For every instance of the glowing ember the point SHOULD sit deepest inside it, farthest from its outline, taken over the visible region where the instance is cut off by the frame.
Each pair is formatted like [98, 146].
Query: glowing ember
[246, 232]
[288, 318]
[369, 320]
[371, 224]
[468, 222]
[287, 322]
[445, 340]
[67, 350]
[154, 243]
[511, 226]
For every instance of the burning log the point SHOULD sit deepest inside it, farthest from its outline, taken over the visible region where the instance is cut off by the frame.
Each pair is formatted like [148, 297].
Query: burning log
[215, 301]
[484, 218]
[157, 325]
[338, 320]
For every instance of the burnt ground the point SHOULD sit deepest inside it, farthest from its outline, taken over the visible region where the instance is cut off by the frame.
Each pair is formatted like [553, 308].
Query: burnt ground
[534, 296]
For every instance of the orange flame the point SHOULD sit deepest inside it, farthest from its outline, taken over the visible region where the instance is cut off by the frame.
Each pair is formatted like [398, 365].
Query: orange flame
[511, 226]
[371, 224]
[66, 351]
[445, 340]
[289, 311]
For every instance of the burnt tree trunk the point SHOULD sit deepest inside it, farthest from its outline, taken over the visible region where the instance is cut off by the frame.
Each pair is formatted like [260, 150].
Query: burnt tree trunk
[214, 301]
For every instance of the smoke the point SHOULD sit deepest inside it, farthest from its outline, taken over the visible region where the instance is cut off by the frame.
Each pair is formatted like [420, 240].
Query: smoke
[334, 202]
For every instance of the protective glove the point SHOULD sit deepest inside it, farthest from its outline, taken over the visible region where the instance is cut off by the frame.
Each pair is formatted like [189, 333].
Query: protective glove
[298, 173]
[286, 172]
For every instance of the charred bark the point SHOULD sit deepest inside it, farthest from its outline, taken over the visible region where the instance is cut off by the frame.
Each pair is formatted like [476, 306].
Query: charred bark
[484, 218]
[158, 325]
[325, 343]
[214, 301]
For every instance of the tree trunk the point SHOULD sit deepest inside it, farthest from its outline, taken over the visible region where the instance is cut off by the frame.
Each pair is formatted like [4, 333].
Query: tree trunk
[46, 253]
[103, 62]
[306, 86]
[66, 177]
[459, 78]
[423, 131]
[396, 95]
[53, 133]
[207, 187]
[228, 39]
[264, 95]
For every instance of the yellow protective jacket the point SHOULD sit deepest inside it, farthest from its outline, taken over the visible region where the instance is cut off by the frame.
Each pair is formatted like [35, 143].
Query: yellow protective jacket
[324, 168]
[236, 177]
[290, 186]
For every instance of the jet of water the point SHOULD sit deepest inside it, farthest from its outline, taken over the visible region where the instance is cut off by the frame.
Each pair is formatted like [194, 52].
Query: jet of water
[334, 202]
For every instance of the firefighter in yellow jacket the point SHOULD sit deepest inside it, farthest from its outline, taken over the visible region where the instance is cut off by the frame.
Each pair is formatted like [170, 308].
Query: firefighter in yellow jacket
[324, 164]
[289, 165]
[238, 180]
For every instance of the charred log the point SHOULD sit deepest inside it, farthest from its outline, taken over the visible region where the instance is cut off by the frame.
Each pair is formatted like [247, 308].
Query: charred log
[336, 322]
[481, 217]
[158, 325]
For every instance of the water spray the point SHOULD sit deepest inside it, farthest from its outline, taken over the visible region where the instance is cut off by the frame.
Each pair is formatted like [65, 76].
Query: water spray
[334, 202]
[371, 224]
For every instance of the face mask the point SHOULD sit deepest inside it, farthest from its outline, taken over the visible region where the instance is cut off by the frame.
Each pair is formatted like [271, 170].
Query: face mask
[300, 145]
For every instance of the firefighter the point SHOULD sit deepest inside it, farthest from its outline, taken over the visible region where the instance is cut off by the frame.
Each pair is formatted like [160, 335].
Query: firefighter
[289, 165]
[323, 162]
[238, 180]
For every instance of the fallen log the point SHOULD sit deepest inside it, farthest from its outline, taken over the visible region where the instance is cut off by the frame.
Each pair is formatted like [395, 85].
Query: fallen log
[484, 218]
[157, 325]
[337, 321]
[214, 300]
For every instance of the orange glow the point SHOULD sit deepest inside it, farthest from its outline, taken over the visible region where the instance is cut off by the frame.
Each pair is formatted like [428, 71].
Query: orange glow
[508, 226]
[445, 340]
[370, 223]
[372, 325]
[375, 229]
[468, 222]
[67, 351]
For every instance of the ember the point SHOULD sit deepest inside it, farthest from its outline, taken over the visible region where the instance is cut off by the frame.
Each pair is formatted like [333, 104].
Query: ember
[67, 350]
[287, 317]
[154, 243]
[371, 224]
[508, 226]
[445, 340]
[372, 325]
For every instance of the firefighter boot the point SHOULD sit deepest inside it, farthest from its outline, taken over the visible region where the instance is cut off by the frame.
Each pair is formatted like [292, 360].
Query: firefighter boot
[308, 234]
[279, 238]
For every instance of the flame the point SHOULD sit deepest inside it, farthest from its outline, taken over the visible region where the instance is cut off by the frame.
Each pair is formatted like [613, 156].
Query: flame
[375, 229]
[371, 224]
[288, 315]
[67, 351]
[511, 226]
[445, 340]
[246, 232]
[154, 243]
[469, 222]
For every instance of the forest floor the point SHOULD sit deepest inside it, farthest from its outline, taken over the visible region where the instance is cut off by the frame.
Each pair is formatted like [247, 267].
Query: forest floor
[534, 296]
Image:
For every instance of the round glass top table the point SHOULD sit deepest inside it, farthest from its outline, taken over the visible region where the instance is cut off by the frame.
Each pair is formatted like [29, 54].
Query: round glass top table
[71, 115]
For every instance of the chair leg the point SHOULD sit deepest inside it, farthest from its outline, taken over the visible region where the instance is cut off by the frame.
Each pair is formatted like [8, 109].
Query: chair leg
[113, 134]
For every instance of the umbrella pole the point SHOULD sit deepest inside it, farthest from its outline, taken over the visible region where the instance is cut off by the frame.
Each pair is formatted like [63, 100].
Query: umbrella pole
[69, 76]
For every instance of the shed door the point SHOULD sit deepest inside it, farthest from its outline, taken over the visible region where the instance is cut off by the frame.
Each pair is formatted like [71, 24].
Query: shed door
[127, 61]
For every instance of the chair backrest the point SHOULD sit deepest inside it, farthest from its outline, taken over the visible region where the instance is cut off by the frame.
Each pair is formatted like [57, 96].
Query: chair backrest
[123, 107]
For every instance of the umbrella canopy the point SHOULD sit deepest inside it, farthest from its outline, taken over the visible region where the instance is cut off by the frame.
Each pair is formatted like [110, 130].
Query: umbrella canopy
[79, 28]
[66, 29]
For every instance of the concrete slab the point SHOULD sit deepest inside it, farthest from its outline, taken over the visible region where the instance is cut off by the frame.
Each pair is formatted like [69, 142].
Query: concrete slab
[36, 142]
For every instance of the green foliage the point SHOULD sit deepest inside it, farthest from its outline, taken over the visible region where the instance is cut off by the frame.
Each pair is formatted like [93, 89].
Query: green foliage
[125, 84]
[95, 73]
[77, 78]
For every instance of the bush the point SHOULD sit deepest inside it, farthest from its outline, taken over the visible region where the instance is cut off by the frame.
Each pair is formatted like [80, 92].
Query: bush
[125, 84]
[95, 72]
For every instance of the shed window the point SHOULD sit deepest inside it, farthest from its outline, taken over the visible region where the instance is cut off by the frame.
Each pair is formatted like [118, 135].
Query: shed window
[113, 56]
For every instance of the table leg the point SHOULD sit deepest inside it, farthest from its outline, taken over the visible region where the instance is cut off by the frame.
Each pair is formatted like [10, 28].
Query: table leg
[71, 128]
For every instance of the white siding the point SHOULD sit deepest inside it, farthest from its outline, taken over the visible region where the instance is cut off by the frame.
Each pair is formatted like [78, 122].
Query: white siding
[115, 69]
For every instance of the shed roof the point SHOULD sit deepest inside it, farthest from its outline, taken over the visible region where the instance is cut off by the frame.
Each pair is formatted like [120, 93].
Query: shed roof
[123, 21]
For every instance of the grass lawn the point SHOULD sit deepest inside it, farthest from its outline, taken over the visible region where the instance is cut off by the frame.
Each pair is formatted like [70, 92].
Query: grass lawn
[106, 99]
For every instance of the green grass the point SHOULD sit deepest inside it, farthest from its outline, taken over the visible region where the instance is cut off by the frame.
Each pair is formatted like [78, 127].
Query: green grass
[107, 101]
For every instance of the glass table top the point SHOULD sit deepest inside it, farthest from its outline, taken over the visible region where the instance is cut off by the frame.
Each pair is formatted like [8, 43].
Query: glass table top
**********
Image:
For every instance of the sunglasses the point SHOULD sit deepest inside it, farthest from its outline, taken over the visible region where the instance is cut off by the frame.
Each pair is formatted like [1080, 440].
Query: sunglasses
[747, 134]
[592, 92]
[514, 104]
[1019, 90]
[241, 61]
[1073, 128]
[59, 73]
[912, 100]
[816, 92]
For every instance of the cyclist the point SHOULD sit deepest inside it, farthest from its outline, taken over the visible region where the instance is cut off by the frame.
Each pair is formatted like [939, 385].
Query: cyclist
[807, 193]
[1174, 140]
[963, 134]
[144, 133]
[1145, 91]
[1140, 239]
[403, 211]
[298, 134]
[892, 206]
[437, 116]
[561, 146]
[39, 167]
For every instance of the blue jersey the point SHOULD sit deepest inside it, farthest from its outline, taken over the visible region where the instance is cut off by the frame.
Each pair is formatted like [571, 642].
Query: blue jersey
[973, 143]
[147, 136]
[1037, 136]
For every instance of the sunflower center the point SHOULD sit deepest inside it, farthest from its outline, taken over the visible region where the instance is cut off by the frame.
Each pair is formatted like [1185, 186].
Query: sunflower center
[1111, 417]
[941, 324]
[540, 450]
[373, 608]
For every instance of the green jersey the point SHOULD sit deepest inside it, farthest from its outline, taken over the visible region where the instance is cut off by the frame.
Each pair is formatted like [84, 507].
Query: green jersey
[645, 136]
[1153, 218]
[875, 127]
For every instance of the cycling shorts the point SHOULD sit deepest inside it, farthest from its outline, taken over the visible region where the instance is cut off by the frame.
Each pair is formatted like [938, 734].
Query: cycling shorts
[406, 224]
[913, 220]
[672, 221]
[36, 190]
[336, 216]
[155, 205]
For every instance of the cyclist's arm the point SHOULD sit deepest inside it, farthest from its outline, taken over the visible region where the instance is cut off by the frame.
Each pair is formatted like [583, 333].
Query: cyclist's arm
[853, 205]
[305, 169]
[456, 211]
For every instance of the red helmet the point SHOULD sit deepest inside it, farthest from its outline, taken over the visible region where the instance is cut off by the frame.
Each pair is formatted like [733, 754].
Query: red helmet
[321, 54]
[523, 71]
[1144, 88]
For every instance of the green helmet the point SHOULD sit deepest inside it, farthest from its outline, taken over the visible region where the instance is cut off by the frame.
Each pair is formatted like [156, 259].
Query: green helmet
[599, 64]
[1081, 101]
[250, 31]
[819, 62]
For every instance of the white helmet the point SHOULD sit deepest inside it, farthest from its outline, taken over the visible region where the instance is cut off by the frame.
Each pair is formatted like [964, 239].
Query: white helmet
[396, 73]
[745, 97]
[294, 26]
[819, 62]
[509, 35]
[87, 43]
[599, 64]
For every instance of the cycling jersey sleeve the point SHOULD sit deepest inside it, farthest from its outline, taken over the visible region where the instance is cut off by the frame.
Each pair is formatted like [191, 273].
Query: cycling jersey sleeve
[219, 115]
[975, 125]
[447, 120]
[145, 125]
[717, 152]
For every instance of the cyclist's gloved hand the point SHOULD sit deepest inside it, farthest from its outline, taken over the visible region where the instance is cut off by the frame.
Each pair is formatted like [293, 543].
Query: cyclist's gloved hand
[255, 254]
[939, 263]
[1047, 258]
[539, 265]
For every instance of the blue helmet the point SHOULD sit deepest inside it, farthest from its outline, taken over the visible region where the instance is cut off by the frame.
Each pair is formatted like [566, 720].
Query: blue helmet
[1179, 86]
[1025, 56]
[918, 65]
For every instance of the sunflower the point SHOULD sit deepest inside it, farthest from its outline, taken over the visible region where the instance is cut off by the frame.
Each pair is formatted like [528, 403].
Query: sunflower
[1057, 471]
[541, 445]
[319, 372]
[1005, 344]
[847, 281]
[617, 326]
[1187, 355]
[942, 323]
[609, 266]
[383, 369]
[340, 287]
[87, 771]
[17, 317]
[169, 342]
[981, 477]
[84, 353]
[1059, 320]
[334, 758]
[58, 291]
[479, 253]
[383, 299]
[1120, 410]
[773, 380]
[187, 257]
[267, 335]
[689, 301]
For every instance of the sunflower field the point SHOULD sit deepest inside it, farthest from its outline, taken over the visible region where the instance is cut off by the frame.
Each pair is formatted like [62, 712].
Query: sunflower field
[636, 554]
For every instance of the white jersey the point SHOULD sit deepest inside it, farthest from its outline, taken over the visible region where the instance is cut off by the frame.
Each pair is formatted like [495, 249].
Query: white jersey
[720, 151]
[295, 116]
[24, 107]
**********
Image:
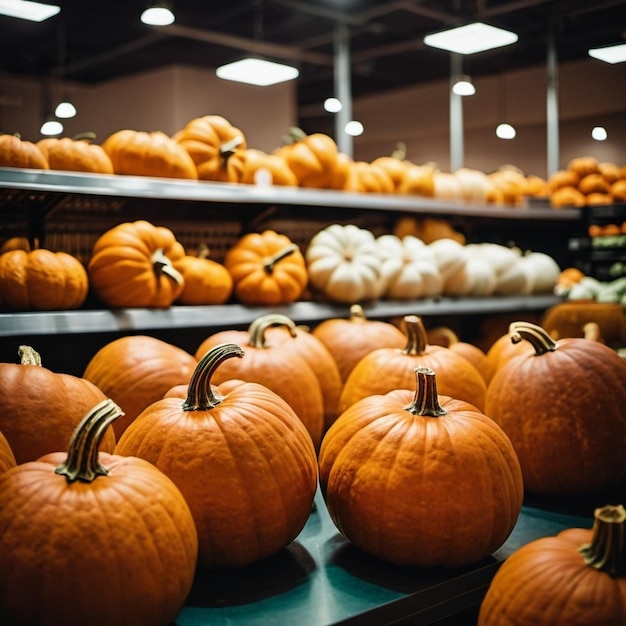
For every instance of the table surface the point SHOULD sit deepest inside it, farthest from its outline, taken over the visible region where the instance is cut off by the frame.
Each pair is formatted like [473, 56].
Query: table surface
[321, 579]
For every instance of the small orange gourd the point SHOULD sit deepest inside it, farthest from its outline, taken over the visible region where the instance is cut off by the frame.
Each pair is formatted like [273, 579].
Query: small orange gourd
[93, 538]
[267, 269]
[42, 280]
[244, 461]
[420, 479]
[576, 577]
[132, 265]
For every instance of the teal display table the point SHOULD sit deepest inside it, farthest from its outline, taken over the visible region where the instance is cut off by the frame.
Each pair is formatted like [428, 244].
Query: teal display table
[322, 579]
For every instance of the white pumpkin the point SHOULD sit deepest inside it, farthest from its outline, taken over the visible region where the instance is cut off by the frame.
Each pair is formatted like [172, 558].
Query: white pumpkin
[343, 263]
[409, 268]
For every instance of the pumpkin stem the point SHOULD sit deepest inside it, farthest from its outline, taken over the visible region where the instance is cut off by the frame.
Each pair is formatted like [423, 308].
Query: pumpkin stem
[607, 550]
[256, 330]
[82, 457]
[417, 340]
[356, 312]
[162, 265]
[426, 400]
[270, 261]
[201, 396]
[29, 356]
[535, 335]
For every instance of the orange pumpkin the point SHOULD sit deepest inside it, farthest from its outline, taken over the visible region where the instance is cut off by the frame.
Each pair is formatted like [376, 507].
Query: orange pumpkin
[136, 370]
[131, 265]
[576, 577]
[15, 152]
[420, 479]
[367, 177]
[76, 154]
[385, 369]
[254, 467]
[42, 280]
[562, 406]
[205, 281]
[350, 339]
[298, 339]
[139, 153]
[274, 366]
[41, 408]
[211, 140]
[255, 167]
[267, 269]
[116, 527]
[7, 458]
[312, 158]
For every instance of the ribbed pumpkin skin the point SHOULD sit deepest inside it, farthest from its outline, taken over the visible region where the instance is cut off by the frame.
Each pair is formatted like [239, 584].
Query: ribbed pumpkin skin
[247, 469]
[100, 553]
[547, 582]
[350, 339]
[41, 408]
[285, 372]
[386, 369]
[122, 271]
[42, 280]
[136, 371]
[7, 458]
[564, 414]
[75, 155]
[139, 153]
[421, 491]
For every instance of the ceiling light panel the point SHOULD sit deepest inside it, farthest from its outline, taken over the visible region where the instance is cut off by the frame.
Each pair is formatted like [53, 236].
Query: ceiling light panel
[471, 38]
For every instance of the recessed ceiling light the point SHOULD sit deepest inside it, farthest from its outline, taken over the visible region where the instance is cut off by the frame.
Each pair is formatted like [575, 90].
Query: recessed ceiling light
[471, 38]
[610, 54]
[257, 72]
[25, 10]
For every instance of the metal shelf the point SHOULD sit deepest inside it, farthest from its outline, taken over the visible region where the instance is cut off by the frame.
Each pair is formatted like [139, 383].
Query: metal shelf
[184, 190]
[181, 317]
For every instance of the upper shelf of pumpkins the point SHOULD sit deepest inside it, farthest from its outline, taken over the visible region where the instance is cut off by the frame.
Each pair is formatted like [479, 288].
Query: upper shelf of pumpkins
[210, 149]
**********
# [REQUIREMENT]
Retype word for word everything in the listing above from the line that holds "Each pair is formatted like [8, 43]." down to the line that holds "Query: glass table top". Keep both end lines and leave out the rest.

# [WRITTEN SOLUTION]
Each pair is formatted like [8, 43].
Query: glass table top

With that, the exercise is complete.